Page excerpt

*-*-*

Video: Lindy Hop danced to Rock ‘n Roll music in Don’t Knock The Rock (1956).

1950s on: The evolution continues

The Lindy Hop never died out. But World War II had a huge impact on swing which would change the music and dance landscape. Musicians & dancers were drafted into the military, some didn’t return. In the US there was a wartime tax on dance halls, and in Europe many ballrooms were repurposed for the war effort. Fuel rationing made touring difficult and a general decline of nightlife during the war made it less viable to feature big bands. Bands shrunk in size. Swing orchestras that had been 20 or more musicians, broke into small combos of 6 or 7.  The sound changed. Cinema musicals and early television gave singers the cult of celebrity over other musicians which remains to today (it’s hard to imagine that 1930s  teenagers clamoured for the autograph of a horn player or a clarinetist).

Swing music evolved into new musical forms. One branch, Bebop, shifted jazz music away from the dancefloor to become a more cerebral, listening experience. Branching off in another direction, Rock & Roll and early R&B music kept people on the dancefloor but with new rhythms that inspired a different type of movement.  So Lindy Hop evolved too.

The children and grandchildren of Lindy Hop include dances like Jive, Rock & Roll, Ceroc, Boogie Woogie, Rockabilly and West Coast Swing. These dances all evolved out of Lindy Hop over the decades after World War II.

*-*-*

Supplied material
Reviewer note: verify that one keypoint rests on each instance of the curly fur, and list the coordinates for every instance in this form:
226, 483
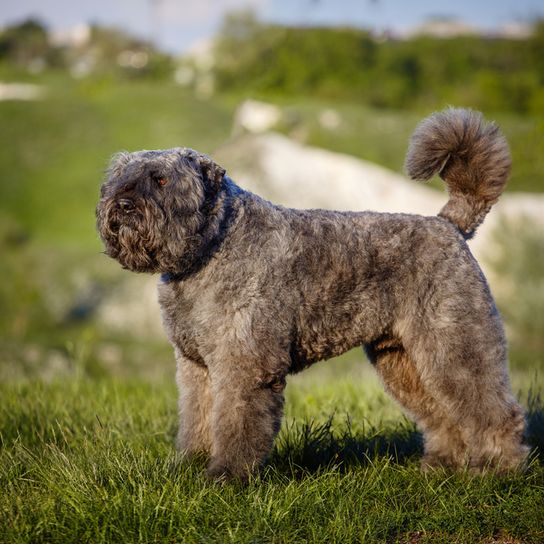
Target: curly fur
251, 291
470, 155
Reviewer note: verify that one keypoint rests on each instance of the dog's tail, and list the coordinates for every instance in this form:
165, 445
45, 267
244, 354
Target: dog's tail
470, 155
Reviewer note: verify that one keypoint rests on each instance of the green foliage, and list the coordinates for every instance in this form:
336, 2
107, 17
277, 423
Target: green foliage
520, 263
93, 461
497, 74
24, 42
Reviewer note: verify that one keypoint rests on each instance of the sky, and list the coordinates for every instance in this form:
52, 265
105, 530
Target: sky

*-*-*

Task instructions
• a. Turn the paragraph of the Lindy Hop history text that begins "The Lindy Hop never died out" into a short bulleted list that keeps its main facts.
• b. Write the next part of the Lindy Hop history text, picking up after its last sentence.
The material has no connection to the Lindy Hop history text.

Outputs for the tasks
• a.
- The Lindy Hop never died out, but World War II changed swing music and dance.
- Musicians and dancers were drafted, and some didn't return.
- The US taxed dance halls during the war, and in Europe many ballrooms were repurposed for the war effort.
- Fuel rationing made touring hard, and the wartime decline of nightlife made big bands less viable.
- Swing orchestras of 20 or more musicians shrank into combos of 6 or 7, and the sound changed.
- Cinema musicals and early television gave singers a celebrity status above other musicians that lasts to this day.

• b.
In 1958 the legendary Savoy Ballroom closed its doors after more than three decades of Lindy Hop glory.

By the 1960s solo dances like the Twist were preferred and partnered dancing was mostly sidelined from mainstream pop culture.

Photo: Christian Bale in the film Swing Kids (1993). 

1980s & 1990s: Everything swing is cool again

In the 1980s, Lindy Hop had a renaissance. A few dedicated students sought out surviving legends of Lindy Hop (by then aged in their 70s or 80s) and dragged them out of retirement to teach a new generation of dancers. So why did it swing back into fashion, so to speak?

Well, we might have had a sense of nostalgia about the swing era that belonged to our grandparents. The original dancers were ageing and so began a sense of urgency to learn from them before it was too late. There’s something to be said also for the idea that the 1980s generation shared some affinity with the generation of youth who lived through the Depression and WWII.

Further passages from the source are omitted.